What you will do:
Produce an exact copy of the listing.

Data for processing:

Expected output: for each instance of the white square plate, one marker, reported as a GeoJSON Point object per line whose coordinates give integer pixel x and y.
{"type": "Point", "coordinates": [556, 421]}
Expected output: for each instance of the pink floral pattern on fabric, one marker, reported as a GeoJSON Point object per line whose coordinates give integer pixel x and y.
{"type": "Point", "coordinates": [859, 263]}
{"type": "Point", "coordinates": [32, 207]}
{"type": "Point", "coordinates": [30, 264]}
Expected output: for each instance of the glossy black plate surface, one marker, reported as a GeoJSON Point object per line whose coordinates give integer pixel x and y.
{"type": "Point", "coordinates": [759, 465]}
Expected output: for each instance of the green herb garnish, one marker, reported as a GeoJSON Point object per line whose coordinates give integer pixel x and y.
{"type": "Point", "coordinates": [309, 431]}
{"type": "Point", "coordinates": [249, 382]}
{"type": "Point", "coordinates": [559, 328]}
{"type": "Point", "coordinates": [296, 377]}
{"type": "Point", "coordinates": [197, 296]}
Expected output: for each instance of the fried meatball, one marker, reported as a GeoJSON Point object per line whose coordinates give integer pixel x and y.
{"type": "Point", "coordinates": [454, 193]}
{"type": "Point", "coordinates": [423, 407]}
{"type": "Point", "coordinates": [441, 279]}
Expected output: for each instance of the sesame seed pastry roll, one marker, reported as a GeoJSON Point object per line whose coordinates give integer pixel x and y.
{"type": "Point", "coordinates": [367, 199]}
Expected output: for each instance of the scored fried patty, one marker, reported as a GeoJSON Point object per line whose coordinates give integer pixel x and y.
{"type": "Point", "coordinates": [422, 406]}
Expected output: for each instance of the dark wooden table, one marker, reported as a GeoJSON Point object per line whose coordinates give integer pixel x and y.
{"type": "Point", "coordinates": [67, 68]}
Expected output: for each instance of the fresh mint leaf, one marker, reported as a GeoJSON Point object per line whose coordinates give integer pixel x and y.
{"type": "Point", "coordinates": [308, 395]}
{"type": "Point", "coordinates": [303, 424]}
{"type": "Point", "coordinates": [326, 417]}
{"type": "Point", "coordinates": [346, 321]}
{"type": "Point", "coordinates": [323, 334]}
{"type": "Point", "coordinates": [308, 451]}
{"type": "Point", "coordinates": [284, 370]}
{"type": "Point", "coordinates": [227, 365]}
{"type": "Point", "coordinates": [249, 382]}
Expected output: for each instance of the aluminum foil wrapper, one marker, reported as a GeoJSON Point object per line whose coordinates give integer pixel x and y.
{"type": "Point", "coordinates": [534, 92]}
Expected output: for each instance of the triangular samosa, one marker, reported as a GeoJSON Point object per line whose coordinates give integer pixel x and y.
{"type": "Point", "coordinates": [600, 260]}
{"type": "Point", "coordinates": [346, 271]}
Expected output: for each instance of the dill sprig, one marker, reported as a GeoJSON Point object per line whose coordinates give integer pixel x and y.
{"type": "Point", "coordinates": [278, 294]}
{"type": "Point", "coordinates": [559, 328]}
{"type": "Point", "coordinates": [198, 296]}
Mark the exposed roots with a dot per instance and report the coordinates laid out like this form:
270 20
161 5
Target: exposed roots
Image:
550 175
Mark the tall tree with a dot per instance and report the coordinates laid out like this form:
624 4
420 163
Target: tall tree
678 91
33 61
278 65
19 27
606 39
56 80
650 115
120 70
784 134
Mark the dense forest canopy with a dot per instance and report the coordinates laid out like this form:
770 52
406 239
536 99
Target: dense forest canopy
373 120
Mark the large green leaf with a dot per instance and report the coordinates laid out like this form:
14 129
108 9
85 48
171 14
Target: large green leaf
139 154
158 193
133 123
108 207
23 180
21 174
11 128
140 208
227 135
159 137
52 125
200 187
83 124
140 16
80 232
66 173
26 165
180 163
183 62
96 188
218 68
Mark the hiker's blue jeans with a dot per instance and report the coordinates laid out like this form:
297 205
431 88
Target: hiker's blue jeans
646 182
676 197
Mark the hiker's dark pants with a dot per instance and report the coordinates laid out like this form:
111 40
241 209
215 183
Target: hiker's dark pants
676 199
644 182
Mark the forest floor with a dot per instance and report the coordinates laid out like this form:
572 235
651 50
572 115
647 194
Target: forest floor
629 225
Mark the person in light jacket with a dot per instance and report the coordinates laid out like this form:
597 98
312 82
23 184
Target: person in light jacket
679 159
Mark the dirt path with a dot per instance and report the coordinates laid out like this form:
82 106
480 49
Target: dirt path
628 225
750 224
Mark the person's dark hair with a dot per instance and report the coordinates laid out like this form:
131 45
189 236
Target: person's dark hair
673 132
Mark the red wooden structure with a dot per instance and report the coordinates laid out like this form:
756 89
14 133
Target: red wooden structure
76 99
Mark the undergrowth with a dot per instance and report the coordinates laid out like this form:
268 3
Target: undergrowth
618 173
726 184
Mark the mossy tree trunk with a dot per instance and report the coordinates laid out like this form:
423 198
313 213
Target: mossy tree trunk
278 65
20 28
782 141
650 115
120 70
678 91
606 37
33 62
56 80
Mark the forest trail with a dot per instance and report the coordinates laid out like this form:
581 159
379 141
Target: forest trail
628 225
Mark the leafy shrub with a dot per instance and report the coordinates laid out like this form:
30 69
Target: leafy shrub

Response:
Expected output: for each instance of the white square plate, one marker, reported as a GeoJSON Point object per line whose coordinates give integer pixel x and y.
{"type": "Point", "coordinates": [556, 421]}
Expected output: for each instance of the pink floral pattern on fabric, one marker, reported as a GeoJSON Point object per line whose coordinates give integer pixel x and y.
{"type": "Point", "coordinates": [859, 263]}
{"type": "Point", "coordinates": [32, 207]}
{"type": "Point", "coordinates": [30, 264]}
Expected output: for each instance of the glossy black plate surface, one marker, reported as a GeoJSON Point object per line whose coordinates give integer pixel x and y.
{"type": "Point", "coordinates": [759, 465]}
Expected output: for each instance of the green herb garnish, one marker, reported as a GeoJSON Point object per line whose coordinates give integer pixel x and y.
{"type": "Point", "coordinates": [309, 431]}
{"type": "Point", "coordinates": [249, 382]}
{"type": "Point", "coordinates": [559, 328]}
{"type": "Point", "coordinates": [296, 377]}
{"type": "Point", "coordinates": [197, 296]}
Expected output: for each instance of the fried meatball, one marker, reported as a GeoJSON Point object per line whose coordinates give integer pixel x and y.
{"type": "Point", "coordinates": [454, 193]}
{"type": "Point", "coordinates": [423, 407]}
{"type": "Point", "coordinates": [441, 279]}
Expected output: for each instance of the sesame seed pastry roll, one marker, reported as a GeoJSON Point object per line whose coordinates give integer pixel x and y.
{"type": "Point", "coordinates": [367, 199]}
Expected output: for each instance of the scored fried patty, one marker, reported as a GeoJSON Point object per line whose coordinates give integer pixel x and y.
{"type": "Point", "coordinates": [422, 406]}
Expected output: for each instance of the dark wooden table, one marker, reported as a GeoJSON Point object per line whose coordinates give integer pixel x and y.
{"type": "Point", "coordinates": [67, 68]}
Expected output: for each instance of the fresh mint leaf, one marker, reported as a GeoJSON Point object per line whose coordinates give integer pixel x and y.
{"type": "Point", "coordinates": [308, 395]}
{"type": "Point", "coordinates": [303, 424]}
{"type": "Point", "coordinates": [326, 417]}
{"type": "Point", "coordinates": [346, 321]}
{"type": "Point", "coordinates": [323, 334]}
{"type": "Point", "coordinates": [308, 451]}
{"type": "Point", "coordinates": [284, 370]}
{"type": "Point", "coordinates": [227, 365]}
{"type": "Point", "coordinates": [249, 382]}
Expected output: for each instance of the aluminum foil wrapper, one marker, reported as a GeoJSON Point object per line whose coordinates give integer pixel x and y.
{"type": "Point", "coordinates": [534, 92]}
Expected output: for each instance of the triangular samosa, one marker, reported as a GeoJSON Point object per line whose coordinates give integer pixel x and y.
{"type": "Point", "coordinates": [600, 260]}
{"type": "Point", "coordinates": [346, 271]}
Expected output: for each instance of the dill sprig, one marker, reported as a GeoJSON Point object per line whose coordinates give integer pixel x and y.
{"type": "Point", "coordinates": [278, 294]}
{"type": "Point", "coordinates": [559, 328]}
{"type": "Point", "coordinates": [198, 296]}
Mark the exposed roots with a dot per instance and report the coordinates laid out like this form:
270 20
161 5
Target: exposed roots
Image:
550 175
Mark the tall tree with a dot per instance and report the coordinates laid out like this form:
624 4
420 163
Target: tall tree
678 91
33 61
278 65
19 27
606 39
56 80
650 115
120 70
784 134
Mark the dense forest canopy with a dot per instance and report the coordinates laid out like this form:
770 52
406 239
536 99
Target: dense forest canopy
373 120
Mark the large green leaf with a dot per instance and report the coordinates laid out like this form:
14 129
108 9
85 48
171 14
Target: large green leaf
139 154
158 193
133 123
108 207
23 180
21 174
11 128
140 208
227 135
159 137
52 125
200 187
83 124
140 16
80 232
66 173
26 165
180 163
183 62
96 188
218 68
Mark the hiker's blue jeans with a dot per instance and report the coordinates laid out like this form:
297 205
431 88
Target: hiker's blue jeans
646 182
676 197
Mark the hiker's dark pants with a dot per instance and report the coordinates laid out like this form:
111 40
241 209
215 183
Target: hiker's dark pants
676 199
644 182
Mark the forest floor with a dot per instance and report the coordinates laid out like this form:
572 235
651 50
572 115
647 194
Target: forest floor
629 225
Mark the person in light jacket with a dot per instance and report the coordinates laid out like this form:
597 98
312 82
23 184
Target: person in light jacket
679 159
Mark the dirt path with a dot per instance and report the coordinates laid out like this form:
82 106
480 49
Target: dirt path
628 225
750 224
Mark the person's dark hair with a dot per instance and report the coordinates laid out like this form:
131 45
189 236
Target: person's dark hair
673 132
Mark the red wooden structure with a dot per instance and report the coordinates laid out like this form:
756 89
14 133
Target: red wooden structure
76 99
Mark the undergrowth with a dot per instance and report the coordinates laid out like this form:
268 3
Target: undergrowth
618 173
726 184
Mark the mossy tree trunk with a dot per instance and report the coordinates laid out like this form:
423 198
313 213
Target: mossy tree trunk
278 65
20 28
782 141
650 115
120 70
678 91
606 37
33 62
56 80
Mark the forest trail with a dot per instance and report the coordinates laid out like this form:
581 159
379 141
Target: forest trail
628 225
Mark the leafy shrub with a dot per instance and report the coordinates laid out like this form:
30 69
Target: leafy shrub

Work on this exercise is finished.